*EXERCISE OBJECTIVE*.
Find every line in the entries below that contains the word "positive" and copy each one. Case counts.

*RECORDED INFORMATION*.
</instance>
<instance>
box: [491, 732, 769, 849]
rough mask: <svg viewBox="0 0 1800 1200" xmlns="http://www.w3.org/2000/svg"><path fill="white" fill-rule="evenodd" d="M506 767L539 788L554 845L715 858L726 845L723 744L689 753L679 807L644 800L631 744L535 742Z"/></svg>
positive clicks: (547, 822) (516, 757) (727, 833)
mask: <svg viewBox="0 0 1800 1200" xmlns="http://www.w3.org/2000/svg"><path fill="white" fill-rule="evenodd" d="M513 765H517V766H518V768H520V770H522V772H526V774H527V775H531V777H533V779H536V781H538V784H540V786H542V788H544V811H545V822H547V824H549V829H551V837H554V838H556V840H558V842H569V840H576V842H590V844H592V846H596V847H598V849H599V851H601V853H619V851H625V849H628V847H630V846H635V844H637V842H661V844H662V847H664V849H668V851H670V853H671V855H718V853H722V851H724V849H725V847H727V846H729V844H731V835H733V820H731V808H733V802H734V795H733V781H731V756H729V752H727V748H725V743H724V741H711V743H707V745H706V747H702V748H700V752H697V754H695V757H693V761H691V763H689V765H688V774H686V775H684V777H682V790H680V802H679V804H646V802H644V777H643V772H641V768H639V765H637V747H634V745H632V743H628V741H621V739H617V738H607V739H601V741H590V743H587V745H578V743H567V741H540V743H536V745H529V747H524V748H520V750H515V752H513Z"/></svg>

* * *

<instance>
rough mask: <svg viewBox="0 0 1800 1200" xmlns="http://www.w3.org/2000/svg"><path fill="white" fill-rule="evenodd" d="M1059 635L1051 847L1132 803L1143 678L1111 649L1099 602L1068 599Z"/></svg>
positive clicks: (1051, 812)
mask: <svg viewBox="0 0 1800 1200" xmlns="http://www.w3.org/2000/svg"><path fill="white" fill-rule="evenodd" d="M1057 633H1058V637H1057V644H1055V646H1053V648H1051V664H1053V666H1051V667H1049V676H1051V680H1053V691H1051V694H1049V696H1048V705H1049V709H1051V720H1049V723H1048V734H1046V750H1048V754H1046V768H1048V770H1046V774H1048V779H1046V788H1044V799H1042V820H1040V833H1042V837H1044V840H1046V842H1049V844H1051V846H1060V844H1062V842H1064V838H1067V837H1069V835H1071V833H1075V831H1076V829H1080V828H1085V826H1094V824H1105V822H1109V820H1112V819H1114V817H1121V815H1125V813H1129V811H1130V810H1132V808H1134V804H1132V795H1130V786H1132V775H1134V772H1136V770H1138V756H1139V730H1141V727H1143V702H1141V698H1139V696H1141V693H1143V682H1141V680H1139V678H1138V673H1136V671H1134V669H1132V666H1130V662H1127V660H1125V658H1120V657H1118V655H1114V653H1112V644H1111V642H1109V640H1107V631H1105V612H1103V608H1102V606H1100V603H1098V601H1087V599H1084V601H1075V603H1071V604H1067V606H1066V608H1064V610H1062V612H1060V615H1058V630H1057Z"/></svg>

...

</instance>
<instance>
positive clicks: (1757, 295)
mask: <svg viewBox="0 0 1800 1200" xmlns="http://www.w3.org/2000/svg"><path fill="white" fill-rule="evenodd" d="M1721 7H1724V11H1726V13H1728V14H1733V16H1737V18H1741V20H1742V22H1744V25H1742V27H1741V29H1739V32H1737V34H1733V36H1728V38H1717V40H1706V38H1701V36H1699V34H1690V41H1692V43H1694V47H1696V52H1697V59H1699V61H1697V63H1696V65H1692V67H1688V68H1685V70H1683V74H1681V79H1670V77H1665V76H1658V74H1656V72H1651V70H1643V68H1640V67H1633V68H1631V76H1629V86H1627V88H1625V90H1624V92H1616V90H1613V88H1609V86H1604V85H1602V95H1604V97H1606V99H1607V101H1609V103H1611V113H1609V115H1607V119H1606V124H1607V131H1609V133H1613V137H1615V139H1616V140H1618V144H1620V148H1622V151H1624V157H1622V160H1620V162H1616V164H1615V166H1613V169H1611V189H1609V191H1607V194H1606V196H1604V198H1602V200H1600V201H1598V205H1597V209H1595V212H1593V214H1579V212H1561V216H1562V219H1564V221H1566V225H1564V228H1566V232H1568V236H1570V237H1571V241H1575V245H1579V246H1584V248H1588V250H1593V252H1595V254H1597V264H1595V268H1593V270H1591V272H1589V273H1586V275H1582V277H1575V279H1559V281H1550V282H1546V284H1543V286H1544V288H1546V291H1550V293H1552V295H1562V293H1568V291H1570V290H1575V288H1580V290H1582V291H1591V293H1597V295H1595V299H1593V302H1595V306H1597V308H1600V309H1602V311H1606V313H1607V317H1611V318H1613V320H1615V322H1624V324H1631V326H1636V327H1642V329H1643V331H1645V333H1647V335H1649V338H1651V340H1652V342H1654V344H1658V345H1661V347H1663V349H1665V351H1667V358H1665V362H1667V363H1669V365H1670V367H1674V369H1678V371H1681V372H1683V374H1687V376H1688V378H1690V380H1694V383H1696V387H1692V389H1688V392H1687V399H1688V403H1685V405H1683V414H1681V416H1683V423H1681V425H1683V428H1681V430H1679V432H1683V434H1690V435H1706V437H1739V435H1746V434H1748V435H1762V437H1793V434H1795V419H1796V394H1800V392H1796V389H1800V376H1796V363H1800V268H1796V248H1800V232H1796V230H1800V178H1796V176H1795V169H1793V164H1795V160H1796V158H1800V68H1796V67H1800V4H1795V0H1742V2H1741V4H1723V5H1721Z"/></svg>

*PROBLEM SOLUTION*.
positive clicks: (547, 822) (516, 757) (727, 833)
positive clicks: (1051, 812)
positive clicks: (1757, 295)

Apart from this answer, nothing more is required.